[OBJECTIVE]:
Please rewrite all of the material below with "Target" swapped for "Object" everywhere, changing nothing else and leaving out the pictures.

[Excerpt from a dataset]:
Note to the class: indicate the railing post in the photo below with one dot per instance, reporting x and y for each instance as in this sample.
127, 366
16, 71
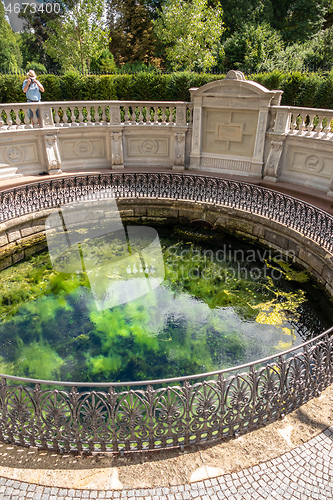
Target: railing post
179, 151
181, 114
53, 160
117, 151
282, 121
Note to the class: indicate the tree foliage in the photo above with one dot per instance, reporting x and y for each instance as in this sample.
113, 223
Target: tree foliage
78, 35
10, 54
253, 48
190, 31
36, 32
131, 31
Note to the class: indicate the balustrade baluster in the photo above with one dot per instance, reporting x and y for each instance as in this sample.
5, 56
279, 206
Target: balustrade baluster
127, 115
73, 117
89, 117
148, 115
141, 115
319, 127
156, 115
65, 118
133, 116
2, 123
310, 127
81, 117
301, 126
57, 112
163, 115
327, 129
9, 119
102, 116
293, 123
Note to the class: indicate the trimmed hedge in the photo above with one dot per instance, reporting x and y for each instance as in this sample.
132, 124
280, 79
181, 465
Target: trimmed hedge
300, 89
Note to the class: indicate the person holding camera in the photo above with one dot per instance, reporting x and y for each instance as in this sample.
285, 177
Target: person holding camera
32, 89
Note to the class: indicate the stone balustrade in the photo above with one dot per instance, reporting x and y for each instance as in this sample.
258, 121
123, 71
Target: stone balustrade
309, 122
94, 113
299, 147
231, 126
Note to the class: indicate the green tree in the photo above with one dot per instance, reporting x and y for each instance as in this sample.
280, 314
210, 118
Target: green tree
131, 31
10, 54
253, 48
296, 20
190, 31
78, 35
36, 32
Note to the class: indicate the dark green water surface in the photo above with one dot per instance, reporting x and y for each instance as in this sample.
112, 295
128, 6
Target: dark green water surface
223, 302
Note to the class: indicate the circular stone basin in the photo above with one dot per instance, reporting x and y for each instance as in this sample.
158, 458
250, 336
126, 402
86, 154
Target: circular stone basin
156, 303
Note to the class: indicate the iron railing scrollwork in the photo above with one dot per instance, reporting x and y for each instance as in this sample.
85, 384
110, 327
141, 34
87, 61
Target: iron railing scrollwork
173, 412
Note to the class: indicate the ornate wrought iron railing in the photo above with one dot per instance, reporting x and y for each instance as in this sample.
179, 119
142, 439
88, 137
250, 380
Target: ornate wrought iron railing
173, 412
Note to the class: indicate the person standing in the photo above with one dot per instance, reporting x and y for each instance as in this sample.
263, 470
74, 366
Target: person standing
32, 89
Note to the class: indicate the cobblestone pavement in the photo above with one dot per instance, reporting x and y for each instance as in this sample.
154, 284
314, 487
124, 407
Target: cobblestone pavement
305, 473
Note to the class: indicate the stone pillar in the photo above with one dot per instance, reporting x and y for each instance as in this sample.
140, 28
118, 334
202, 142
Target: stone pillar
272, 166
117, 151
179, 151
53, 159
196, 133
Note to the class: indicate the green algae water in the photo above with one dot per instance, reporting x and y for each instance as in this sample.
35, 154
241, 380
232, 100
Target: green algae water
222, 302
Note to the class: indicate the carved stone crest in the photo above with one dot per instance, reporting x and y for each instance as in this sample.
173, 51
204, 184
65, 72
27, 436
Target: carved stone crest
149, 147
52, 154
117, 150
83, 148
272, 167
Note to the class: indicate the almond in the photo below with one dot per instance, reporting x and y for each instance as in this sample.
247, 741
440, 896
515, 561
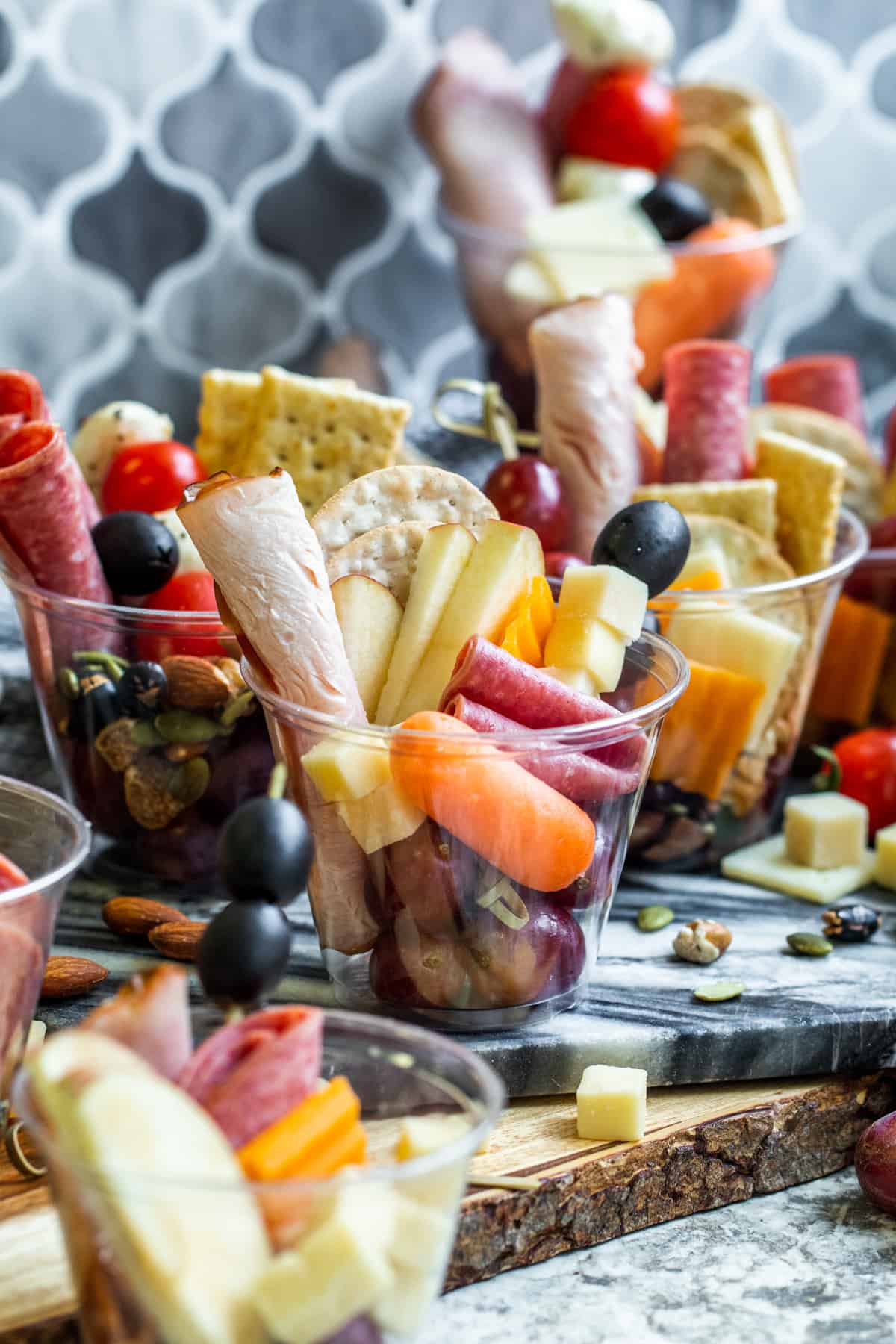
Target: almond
178, 940
136, 915
66, 977
193, 683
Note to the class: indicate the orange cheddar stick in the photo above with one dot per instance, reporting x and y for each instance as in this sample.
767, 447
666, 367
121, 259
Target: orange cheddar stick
473, 789
703, 295
304, 1135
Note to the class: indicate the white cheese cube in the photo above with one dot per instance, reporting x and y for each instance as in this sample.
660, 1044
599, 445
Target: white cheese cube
605, 593
768, 865
825, 830
886, 856
612, 1104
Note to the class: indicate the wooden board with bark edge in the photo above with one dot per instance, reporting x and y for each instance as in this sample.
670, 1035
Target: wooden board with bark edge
706, 1147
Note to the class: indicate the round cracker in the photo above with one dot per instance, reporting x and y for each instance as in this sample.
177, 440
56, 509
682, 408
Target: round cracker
864, 473
726, 175
399, 495
386, 554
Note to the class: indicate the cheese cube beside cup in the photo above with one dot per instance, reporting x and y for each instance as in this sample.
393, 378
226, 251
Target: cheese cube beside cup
612, 1104
825, 830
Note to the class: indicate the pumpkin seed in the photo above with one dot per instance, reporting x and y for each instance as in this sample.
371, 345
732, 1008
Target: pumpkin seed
718, 991
655, 917
184, 726
809, 944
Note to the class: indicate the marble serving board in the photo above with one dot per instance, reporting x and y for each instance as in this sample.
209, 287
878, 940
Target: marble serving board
798, 1015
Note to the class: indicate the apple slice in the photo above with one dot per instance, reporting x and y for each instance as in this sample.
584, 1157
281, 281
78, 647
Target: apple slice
499, 573
370, 618
442, 558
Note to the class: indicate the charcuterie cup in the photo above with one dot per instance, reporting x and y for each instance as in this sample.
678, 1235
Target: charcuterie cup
47, 840
156, 765
481, 865
727, 746
159, 1251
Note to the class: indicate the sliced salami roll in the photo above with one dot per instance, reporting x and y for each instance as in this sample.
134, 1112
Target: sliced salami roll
45, 517
707, 391
822, 383
253, 1071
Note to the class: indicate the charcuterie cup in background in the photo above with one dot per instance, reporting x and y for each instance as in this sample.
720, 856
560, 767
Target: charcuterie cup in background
156, 768
482, 887
727, 745
158, 1251
43, 841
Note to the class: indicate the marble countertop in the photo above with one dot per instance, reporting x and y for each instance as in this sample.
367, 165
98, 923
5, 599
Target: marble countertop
815, 1263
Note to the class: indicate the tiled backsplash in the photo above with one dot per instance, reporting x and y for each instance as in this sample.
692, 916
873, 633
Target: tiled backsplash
233, 181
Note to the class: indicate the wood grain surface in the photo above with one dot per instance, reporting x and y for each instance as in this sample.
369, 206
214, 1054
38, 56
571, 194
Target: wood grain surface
706, 1147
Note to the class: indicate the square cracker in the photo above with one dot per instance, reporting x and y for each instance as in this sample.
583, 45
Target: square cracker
321, 432
226, 417
748, 503
810, 490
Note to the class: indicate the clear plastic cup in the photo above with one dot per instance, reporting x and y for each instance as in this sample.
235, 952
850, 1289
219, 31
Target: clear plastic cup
47, 840
159, 785
501, 927
408, 1209
726, 749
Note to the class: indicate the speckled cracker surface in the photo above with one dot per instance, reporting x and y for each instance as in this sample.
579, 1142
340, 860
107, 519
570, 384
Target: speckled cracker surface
810, 490
748, 503
321, 432
386, 554
226, 417
399, 495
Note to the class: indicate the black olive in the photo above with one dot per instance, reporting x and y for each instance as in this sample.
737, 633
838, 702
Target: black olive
267, 851
243, 952
97, 705
143, 690
649, 539
675, 208
137, 553
850, 924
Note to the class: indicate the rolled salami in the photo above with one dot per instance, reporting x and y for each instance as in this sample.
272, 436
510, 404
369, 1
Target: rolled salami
252, 1073
573, 773
822, 383
527, 695
43, 512
707, 391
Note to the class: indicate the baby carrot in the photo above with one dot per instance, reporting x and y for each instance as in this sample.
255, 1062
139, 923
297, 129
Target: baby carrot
479, 793
703, 295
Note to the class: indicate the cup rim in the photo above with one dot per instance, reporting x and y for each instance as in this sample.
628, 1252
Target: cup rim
38, 886
595, 732
393, 1035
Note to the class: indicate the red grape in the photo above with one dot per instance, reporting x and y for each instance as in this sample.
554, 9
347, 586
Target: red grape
529, 492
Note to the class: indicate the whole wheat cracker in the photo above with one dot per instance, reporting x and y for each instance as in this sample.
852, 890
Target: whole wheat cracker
399, 495
386, 554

[RESPONSE FOR THIS EXERCISE]:
Note to the class: indicate the railing post in the photo below with one dot per instance, reporting x and y for each instance as in this sample.
127, 366
16, 71
Object: railing post
179, 151
181, 114
53, 160
117, 151
282, 121
Note to the class: indicate the tree foliage in the photo above with one dot per instance, reporting x and y for each instance as in this sample.
113, 223
Object: tree foliage
78, 35
10, 54
253, 48
190, 31
36, 32
131, 31
Note to the class: indicate the balustrade baluster in the photo above with one dot per instance, reporting x and y for each instance as in this sample.
5, 56
279, 206
Object: balustrade baluster
127, 115
73, 117
89, 117
148, 115
141, 115
319, 127
156, 115
65, 118
133, 116
2, 123
310, 127
81, 117
301, 126
57, 112
163, 115
327, 129
9, 119
102, 116
293, 123
Note to the class: indicate the trimmed hedge in the photo above with one dot per instance, reporting x and y for each instance as in this sample.
132, 124
280, 79
181, 465
Object: trimmed hedge
300, 89
Note to the class: indicate the person holding camera in the photo above with one dot per instance, reporting x and y for each instance as in this sample.
285, 177
Object: person holding camera
32, 89
Note to the class: indicate the stone balustrade in the photo above with one dot per instance, reporting x and y for each instance as in this sample.
258, 121
123, 71
Object: stone balustrade
309, 122
94, 113
299, 147
231, 126
Note to the class: indicate the green tree in the photo above with one dot per instance, reporting x and y for each instance as in this sample.
280, 314
210, 118
Object: green tree
131, 31
10, 54
253, 48
296, 20
190, 31
78, 35
36, 32
Note to the class: indicate the dark green water surface in the photo above with one dot per instance, reporting x and y for each instance as in this sample.
112, 295
128, 6
Object: dark green water surface
223, 302
Note to the class: indicate the circular stone basin in the photo above with one dot per instance, reporting x and y for each instance as in this sample.
158, 458
250, 336
126, 402
86, 154
Object: circular stone basin
156, 303
Note to the class: indicate the iron railing scrollwork in the photo above with one dot per instance, reporting x and y for each instance as in this sample.
85, 384
110, 327
141, 34
87, 61
Object: iron railing scrollwork
173, 412
Note to the class: indicate the ornate wrought iron railing in the photo above with one dot per instance, reporting x and y for each instance as in this sample.
179, 119
142, 439
88, 137
250, 380
Object: ornate wrought iron railing
173, 412
Note to the class: indicate the person standing in the photo above with one dot per instance, reporting x and y for each instance as in this sample.
263, 470
74, 366
Object: person standing
32, 89
Note to the class: indicate the cobblestone pavement in the photo above with one dot per instance, reporting x and y for each instance as in this sample.
154, 284
314, 487
124, 407
Object: cobblestone pavement
305, 473
Note to the class: indicate the stone pillar in the photo above with one dot per instance, reporting x and y for each instance as in this sample.
140, 28
118, 334
202, 142
Object: stone pillar
272, 166
117, 151
179, 151
53, 159
196, 133
Note to the class: indicate the green algae water in the photo above with one dot per instance, reporting x and y for each instance as in this sample.
35, 154
241, 380
232, 100
Object: green algae water
222, 302
Note to the class: indicate the carved stone crest in the photo above with one dot per instance, reporting x and y for each instance as in this sample.
173, 51
204, 184
65, 72
27, 436
Object: carved stone crest
149, 147
52, 154
117, 150
83, 148
272, 167
Note to the class: indicate the almond in the photo below with one dot per instance, reporting x and y for each instance as in this sample.
247, 741
440, 896
515, 561
Object: almond
178, 940
136, 915
66, 977
193, 683
Note to the class: indicate the orange cheddar stick in the photo above with one dot per instance, reporting x and y for each instance as in this sample.
767, 447
666, 367
121, 259
Object: orange cheddar stick
473, 789
703, 295
304, 1135
Note to the class: indicate the white cheese cube in the photo above with one dot per instance, reporting x and y for each instance as in this sample.
660, 1044
599, 445
Object: white cheese cube
605, 593
768, 865
825, 830
886, 856
612, 1104
Note to the class: indicate the wooden board with bark edge in the photo above with one dot per instance, reporting x and y for each instance as in this sample.
670, 1035
Object: wooden board with bark edge
706, 1147
Note to the class: indicate the round cracker in the photo above with one dot per instance, reporting x and y for each instance as in this sample.
177, 440
56, 509
682, 408
Object: round cracker
864, 473
726, 175
399, 495
386, 554
Note to the class: indicate the cheese cube beside cup in the photo above with one dot per instance, reporting x and y for each instance as in this sample.
393, 378
226, 251
Object: cheese cube beside cup
612, 1104
825, 830
Note to the class: indicate the pumpkin seed in the photo above with one dot per instance, reporting x and y for each instance as in this sample.
371, 345
732, 1008
Object: pumpkin seed
718, 991
655, 917
184, 726
809, 944
Note to the class: indicate the marble serving board in the photo above with one dot per instance, reporting x and y for each instance as in this sample.
209, 287
878, 940
Object: marble serving board
798, 1015
Note to the class: indicate the apple slice in the photo above with one dot per instance, reporting x and y for each instance as in this sample.
584, 1157
281, 281
78, 647
Object: apple slice
499, 573
370, 618
442, 558
Note to the class: indicate the charcuterie cup in the photo above with one dot per instance, reporting x and y for each instance as in this sample.
678, 1235
Object: charcuterie cup
47, 840
156, 765
481, 865
727, 746
159, 1251
Note to the class: indicate the sliced salami roll in the photo above with one dot per instance, reporting x and y for each instance as in this sample.
134, 1112
Object: sliced salami roll
45, 517
707, 391
822, 383
253, 1071
Note to the class: indicate the charcuterie cup in background in the photo above with one dot per instance, reporting x and y for each instance as in this sample.
720, 856
560, 767
Object: charcuterie cup in background
156, 768
482, 887
727, 745
158, 1251
43, 841
Note to the class: indicate the marble countertop in the photo above with one dot per instance, reporting x and y for each instance as in this sample.
367, 165
98, 923
5, 599
Object: marble countertop
815, 1263
Note to the class: indicate the tiled backsplash in the photo above with one dot per instance, reporting x and y for each instance as in this sample.
692, 916
873, 633
Object: tiled backsplash
233, 181
Note to the class: indicate the wood grain surface in the photo above with one dot per instance, reporting x and y for each instance as in this sample.
369, 206
214, 1054
38, 56
571, 194
Object: wood grain surface
706, 1147
Note to the class: indicate the square cracker in the photo above with one dot per instance, reporting x and y for each instance as in this sample.
583, 45
Object: square cracker
321, 432
226, 417
748, 503
810, 490
Note to the class: indicate the clear plastic cup in the photo above with one dot per instance, reporting x and y for each instance as in this sample.
235, 952
850, 1289
219, 31
Object: clear plastic cup
47, 840
159, 785
501, 927
408, 1209
726, 749
Note to the class: indicate the speckled cracker surface in the photo above with one dot per instance, reporting x and y for each instance as in this sample.
579, 1142
340, 860
107, 519
570, 384
Object: speckled cracker surface
810, 490
748, 503
321, 432
386, 554
226, 417
399, 495
Note to the class: indicate the black olive in the photo above with one dot per instance, reporting x and y for each instance as in this sample.
737, 633
838, 702
Object: black olive
267, 851
243, 952
97, 705
143, 690
649, 539
675, 208
137, 553
850, 924
Note to the class: indicate the rolled salami in the photo above with one dot per instance, reporting x and y for each instance as in this sample.
272, 436
510, 404
369, 1
Object: rolled salami
252, 1073
573, 773
822, 383
527, 695
43, 512
707, 391
Note to the class: indicate the baby carrot in the photo above with one dot per instance, reporting x and y for each instance as in this sample.
255, 1062
139, 923
297, 129
Object: baby carrot
479, 793
703, 295
Note to the class: indicate the cup rim in the photo above with one dot per instance, reporting x and y for each instance as in this sample.
628, 1252
Object: cup rim
38, 886
595, 732
393, 1035
Note to the class: indicate the red grape in the photo above with one dot per instance, reporting x and y for each instance as in this sample.
554, 9
347, 586
Object: red grape
529, 492
Note to the class: indicate the whole wheat cracker in the photo above with one dot per instance, reporting x and y for each instance as in this sample.
852, 890
Object: whole wheat cracker
399, 495
386, 554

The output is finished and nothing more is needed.